(Natural language region descriptions)
----
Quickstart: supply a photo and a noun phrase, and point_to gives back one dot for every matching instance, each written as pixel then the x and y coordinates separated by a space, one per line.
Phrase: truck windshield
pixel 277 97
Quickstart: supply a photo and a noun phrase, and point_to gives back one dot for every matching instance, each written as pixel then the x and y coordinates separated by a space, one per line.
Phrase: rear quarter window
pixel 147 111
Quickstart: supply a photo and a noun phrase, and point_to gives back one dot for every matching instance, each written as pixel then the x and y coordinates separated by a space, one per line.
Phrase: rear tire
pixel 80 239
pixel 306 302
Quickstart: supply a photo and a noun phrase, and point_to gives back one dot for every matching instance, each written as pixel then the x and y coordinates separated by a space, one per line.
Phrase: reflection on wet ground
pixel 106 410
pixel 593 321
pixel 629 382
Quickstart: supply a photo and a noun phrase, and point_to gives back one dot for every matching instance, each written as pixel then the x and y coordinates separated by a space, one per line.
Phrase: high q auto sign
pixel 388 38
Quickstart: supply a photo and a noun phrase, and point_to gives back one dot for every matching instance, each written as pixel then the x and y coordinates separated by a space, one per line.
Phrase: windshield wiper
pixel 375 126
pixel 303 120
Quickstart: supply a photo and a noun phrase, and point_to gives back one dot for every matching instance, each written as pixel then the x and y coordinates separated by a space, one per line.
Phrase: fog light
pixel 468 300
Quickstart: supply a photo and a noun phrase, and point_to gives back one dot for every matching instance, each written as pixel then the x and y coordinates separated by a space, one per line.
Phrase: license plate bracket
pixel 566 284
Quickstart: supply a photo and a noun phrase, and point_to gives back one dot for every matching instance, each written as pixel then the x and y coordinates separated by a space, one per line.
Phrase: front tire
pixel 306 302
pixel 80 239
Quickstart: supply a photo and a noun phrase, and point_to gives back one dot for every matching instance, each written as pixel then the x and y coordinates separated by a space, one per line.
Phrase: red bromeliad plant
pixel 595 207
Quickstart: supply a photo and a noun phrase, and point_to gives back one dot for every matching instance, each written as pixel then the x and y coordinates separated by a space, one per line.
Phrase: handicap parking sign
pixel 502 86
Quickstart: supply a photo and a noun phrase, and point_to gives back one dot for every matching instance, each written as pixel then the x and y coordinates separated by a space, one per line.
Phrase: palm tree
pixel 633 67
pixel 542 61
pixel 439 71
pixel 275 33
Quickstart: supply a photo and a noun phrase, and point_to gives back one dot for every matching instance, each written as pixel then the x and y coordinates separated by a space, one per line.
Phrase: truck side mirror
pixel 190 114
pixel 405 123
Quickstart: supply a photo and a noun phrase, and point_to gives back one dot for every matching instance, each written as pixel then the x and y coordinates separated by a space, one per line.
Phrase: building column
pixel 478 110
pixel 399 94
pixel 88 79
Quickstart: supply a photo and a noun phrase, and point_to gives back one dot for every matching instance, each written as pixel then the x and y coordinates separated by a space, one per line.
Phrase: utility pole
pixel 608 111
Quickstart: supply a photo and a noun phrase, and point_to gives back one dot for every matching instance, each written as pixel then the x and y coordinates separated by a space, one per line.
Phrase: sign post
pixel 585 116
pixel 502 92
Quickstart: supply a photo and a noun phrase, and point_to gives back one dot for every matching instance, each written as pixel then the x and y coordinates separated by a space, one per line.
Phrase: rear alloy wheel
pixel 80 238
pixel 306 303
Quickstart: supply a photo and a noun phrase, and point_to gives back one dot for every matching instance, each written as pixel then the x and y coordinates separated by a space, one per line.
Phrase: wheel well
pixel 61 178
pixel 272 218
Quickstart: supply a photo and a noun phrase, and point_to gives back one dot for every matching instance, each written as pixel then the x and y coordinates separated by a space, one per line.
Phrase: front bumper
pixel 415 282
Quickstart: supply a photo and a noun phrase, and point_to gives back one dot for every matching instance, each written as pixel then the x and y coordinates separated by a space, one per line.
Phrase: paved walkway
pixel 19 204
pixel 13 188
----
▶ [The task] In this exercise, reproduce each line above exactly.

▶ [Solution to this task]
Quickstart: supply a photo and a noun phrase, and point_to gives back one dot for every matching instance, each written as pixel then the x and y coordinates separated by a space, one per line.
Phrase: truck windshield
pixel 277 97
Quickstart: supply a photo and a noun phrase, and point_to gives back one dot for every matching instance, each written as pixel then the x and y coordinates separated by a space, one per line.
Phrase: rear quarter window
pixel 147 111
Quickstart: supply a photo and a noun phrase, and point_to gives back one dot for every matching instance, each written as pixel then the x and y coordinates separated by a space, one per line.
Phrase: rear tire
pixel 80 239
pixel 306 302
Quickstart: supply a photo and a noun phrase, and point_to gives back one dot for every matching instance, each written as pixel then the x and y coordinates separated by a space, one per line.
Phrase: reflection on wet ground
pixel 106 410
pixel 593 321
pixel 629 382
Quickstart: supply a photo and a noun phrase, and point_to gives back one dot for every matching instance, each written as pixel then the x and y coordinates separated by a space, one per line.
Phrase: high q auto sign
pixel 388 38
Quickstart: supply a photo and a noun phrase, and point_to gives back one dot for every matching instance, each written as pixel then the x and y coordinates separated by a space, one per line.
Phrase: windshield wiper
pixel 375 126
pixel 303 120
Quickstart: supply a photo and a noun phrase, and point_to gives back one dot for every matching instance, each written as pixel then the x and y coordinates separated by a space, one per line.
Phrase: fog light
pixel 468 300
Quickstart: supply a photo and a noun phrase, and point_to gives back one dot for every matching instance, each written as pixel then the x and y coordinates separated by a space, one per line.
Phrase: license plate bracket
pixel 566 284
Quickstart: supply a photo and a noun phrase, and point_to gives back one dot for every matching instance, each written as pixel then the x and y coordinates separated by a space, one per line.
Phrase: front tire
pixel 306 302
pixel 80 239
Quickstart: supply a photo and a noun phrase, and point_to gives back one dot for every matching instance, each written as pixel then the x and y coordinates separated by a space, one per line.
Phrase: red bromeliad plant
pixel 595 207
Quickstart: supply a photo and a noun phrase, and point_to gives back one dot for every matching instance, each written as pixel then the x and y coordinates separated by a space, one per line.
Phrase: handicap parking sign
pixel 502 86
Quickstart: supply a photo and a noun phrase, and point_to gives back one dot for every matching instance, each written as pixel then the x and y coordinates separated by a space, one per line.
Phrase: palm tree
pixel 633 67
pixel 542 61
pixel 439 71
pixel 275 33
Quickstart: supply a photo and a noun phrase, and point_to gives back one dot for every matching instance, each written as pixel then the x and y coordinates separated by a space, one per line.
Phrase: truck side mirror
pixel 190 114
pixel 405 123
Quickstart: supply a photo and a noun phrase, and point_to gives back one dot for every matching instance, each written as pixel then the x and y coordinates separated by a space, one per line.
Phrase: building column
pixel 478 110
pixel 399 94
pixel 88 79
Quickstart: supply a photo and a noun phrase, and point_to gives back one dot for every matching instance, each written as pixel then the x and y coordinates separated by a space, one per line.
Phrase: utility pole
pixel 608 111
Quickstart: supply a photo and a noun phrase, and point_to gives back one dot for every matching instance, each written as pixel then the x and y coordinates separated by a space, one per line.
Phrase: sign post
pixel 585 116
pixel 502 92
Quickstart: supply a photo and a noun phrase, and point_to gives back one dot for every matching instance, each written as pixel then the x and y coordinates separated by a space, one per line.
Phrase: rear alloy wheel
pixel 80 238
pixel 306 303
Quickstart: supply a photo and a noun phrase, and point_to gives back one dot for every matching instance, each written as pixel then the x and y coordinates separated by a space, one per line.
Phrase: wheel well
pixel 61 178
pixel 272 218
Quickstart: supply a photo and a noun phrase, and point_to gives back one dot for every matching instance, each written as pixel then the x and y coordinates separated by a space, one per line.
Phrase: front bumper
pixel 415 282
Quickstart: supply a photo and a noun phrase, and point_to gives back one dot for every matching instance, each written as pixel then the x and y coordinates separated by a space, one per line.
Phrase: paved walkway
pixel 19 204
pixel 13 188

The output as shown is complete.